> [Written request 1]:
From the records, output as a JSON list of strings each line from the one containing "Reviewer note: confirm that every instance of the ceramic" through the final line of the records, one string per line, with blank lines omitted.

> [Excerpted passage]:
* Start *
On the interior, the door panels repeat this pattern and are also backlit. This goes far beyond the footwell or “puddle” lighting you see today, and Arroba says though it’s impossible to let light pass through the doors of a car, the intention is to invoke the backlighting of a sunlit traditional Japanese home, where papery shoji screens let light leak through in glowing translucence. Most of the surfaces are also completely seamless, with what Arroba calls “coffee-table-like surfaces.” Plus, every “button” is no longer mechanical, but haptic. Touch a switch and you feel a mild pulse through your fingertip.

Alfonso Albaisa, senior vice president for global design for Nissan, says that one huge underused function is communicating directly through design—conveying the capabilities and functions of cars without needing an instruction manual. The American Automobile Association recently reported that pedestrian detection tech in newer cars works poorly at night, but that customers weren’t well aware of this weakness and were thus relying too much on technology to save them from the curse of driver distraction. Albaisa says, “It’s a vicious cycle. Right when there is more safety technology there are suddenly 2,000 [other] apps available.”

by Michael Frank

Neither design expert claims knowledge of an easy solution, but like communicating how a gearshift works, carmakers, Albaisa says, have to learn how to signal function and capability intuitively—and also how to signal the limits of technology.

As for the exterior, Arroba noted that Ariya isn’t an idyllic concept, but does represent a turn in Nissan design. As such, he pushed for his team of designers to employ sharp edges, but he stresses that’s not about purposeless show, but a few, direct, clear lines. “We have this idea at Nissan called timeless futurism,” he says. Arroba admits that this sounds anachronistic. “There’s a tension in there, but ultimately it’s about the elimination of the inessential. Pure things have a longer lifespan.”
* End *
> [Written request 2]:
Write the next part of the passage on Nissan's Ariya design.

> [Exercise data]:
* Start *
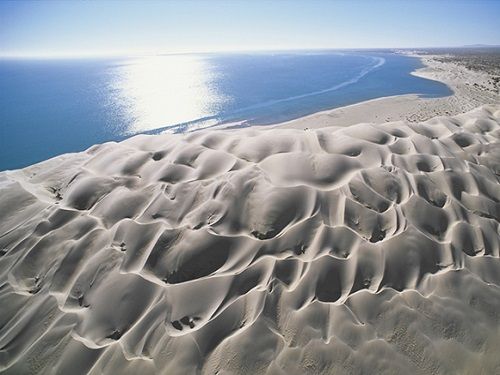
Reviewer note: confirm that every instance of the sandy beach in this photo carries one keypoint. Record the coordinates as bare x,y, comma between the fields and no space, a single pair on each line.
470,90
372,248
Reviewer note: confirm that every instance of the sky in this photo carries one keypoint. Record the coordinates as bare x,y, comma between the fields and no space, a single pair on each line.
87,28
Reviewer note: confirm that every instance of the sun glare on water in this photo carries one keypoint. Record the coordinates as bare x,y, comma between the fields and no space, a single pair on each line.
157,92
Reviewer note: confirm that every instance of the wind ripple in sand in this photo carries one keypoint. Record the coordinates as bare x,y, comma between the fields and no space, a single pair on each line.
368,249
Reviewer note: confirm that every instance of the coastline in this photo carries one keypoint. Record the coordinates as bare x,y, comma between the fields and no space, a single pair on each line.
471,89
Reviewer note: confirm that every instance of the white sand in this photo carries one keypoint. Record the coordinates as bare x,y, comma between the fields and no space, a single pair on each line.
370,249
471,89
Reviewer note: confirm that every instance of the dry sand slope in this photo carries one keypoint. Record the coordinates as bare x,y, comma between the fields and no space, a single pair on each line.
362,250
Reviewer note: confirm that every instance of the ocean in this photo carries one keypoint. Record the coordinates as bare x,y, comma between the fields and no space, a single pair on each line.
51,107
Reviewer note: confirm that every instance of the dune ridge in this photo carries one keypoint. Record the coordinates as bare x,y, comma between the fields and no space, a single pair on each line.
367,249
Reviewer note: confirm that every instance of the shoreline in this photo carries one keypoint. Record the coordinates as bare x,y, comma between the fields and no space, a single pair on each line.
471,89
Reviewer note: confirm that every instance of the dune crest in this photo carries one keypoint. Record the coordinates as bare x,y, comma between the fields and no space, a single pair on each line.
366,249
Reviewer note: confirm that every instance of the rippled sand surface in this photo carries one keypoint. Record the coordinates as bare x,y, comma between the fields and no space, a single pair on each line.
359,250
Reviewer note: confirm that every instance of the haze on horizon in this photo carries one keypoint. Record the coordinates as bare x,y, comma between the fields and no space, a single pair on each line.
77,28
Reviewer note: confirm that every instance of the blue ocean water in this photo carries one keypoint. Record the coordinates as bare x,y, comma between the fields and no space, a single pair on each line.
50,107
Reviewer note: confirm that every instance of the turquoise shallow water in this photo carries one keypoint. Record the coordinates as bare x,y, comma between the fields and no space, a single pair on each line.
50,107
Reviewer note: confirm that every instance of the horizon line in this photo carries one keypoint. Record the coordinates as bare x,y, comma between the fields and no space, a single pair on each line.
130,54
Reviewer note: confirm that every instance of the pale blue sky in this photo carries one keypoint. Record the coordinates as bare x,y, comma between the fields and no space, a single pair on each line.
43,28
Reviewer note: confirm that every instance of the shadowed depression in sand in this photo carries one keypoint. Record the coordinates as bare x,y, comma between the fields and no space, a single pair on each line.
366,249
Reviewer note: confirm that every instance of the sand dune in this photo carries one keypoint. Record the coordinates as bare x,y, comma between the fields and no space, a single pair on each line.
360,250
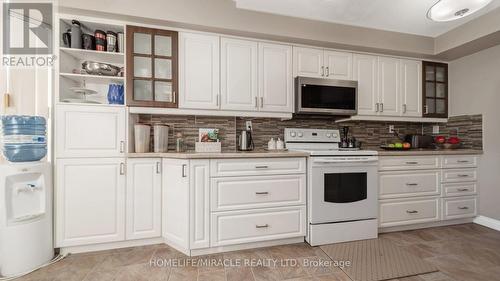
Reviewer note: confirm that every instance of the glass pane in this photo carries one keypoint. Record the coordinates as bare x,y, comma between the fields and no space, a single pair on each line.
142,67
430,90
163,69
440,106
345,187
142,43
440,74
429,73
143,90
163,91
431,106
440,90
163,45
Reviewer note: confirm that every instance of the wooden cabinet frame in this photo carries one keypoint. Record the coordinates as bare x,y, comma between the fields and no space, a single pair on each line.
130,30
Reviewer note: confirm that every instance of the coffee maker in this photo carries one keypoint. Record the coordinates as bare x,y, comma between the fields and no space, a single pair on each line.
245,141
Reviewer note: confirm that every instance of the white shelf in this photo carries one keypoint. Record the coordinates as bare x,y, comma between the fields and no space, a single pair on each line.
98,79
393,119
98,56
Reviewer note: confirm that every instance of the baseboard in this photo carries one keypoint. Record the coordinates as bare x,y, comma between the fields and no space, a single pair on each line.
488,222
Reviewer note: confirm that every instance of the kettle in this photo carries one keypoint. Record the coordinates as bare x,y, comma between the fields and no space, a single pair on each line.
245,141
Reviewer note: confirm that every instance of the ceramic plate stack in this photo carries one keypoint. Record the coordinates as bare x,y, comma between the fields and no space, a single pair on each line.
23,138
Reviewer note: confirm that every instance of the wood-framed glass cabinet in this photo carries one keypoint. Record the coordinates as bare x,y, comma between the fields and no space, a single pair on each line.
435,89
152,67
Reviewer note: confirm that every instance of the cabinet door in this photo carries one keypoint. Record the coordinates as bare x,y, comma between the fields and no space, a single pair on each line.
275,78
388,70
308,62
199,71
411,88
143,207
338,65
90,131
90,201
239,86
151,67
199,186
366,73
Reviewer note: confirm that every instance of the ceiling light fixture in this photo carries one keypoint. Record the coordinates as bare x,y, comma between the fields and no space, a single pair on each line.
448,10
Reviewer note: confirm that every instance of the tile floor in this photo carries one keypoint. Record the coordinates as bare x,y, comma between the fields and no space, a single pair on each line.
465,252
* End *
> [Exercise answer 1]:
[
  "Reviewer note: confirm that every instance of the ceramic plate stack in this photo carries one keypoint. Record the coordinates as bare x,y, comma between the fields and no space, a single pair on each line.",
  "23,138",
  "Reviewer note: confirm that every instance of the wood-framed glass cabinet in this photo carries one keypoint. Record the coordinates as bare x,y, comma between the fields and no space, a single pair on each line.",
  "435,89",
  "152,67",
  "Reviewer note: confirm that every instance of the cabinet door in this photo carries one keypoint. Record the coordinates as bare x,y, comma between the fields and no space, a single pair on each line.",
  "275,78",
  "388,70",
  "308,62",
  "199,71",
  "411,88",
  "143,207",
  "338,65",
  "90,131",
  "90,201",
  "239,86",
  "151,67",
  "199,186",
  "366,73",
  "Reviewer note: confirm that every instance of the ceiling light fixture in this photo carries one keypoint. Record the coordinates as bare x,y, comma between the fields and no space, a single pair on each line.",
  "448,10",
  "Reviewer note: confirm that every instance of the tile floor in this photo carries one keypoint. Record the coordinates as bare x,y, comma between the fields and no space, a single pair on each line.",
  "465,252"
]

> [Exercise answer 2]:
by Michael Frank

As for the IMk, Arroba notes that in Japan one of the most popular cars is the tiny Kei model, which is really meant as an urban runabout. But they’re not EVs—yet. Arroba says small cars are too frequently unfashionable, and adds that it’s key that carmakers turn away from a philosophy where inexpensive cars cheat owners out of a premium vibe or feel.

by Michael Frank

The IMk also has a grille that’s more of a display, again with safety tech built in behind the screen, and the driving position relatively high, for a better outward view. Like the Ariya, the cabin was entirely decluttered, with a completely flat floor and a less visual distraction. Like the Ariya, the dash is split-level, with a long, tilted shelf-like plane that spans the cabin—and echoes, gently, the sloped shoulder line on the exterior of both cars. Fabrics look high-end, and there’s a total lack of plastic “sheen” that can easily cheapen the aesthetic.

by Michael Frank

Arroba says that even though the IMk won’t be available for US customers, it, like the Ariya, does signal a significant new design direction for the brand worldwide, and that includes hybrids and electrics. He says Nissans, going forward, both inside and out, are going to look entirely clean. “We’re moving away from lots of slashes and cuts and styling noise,” Albaisa explains. “It’s harder than you think. It’s an effort at completeness, without complexity.”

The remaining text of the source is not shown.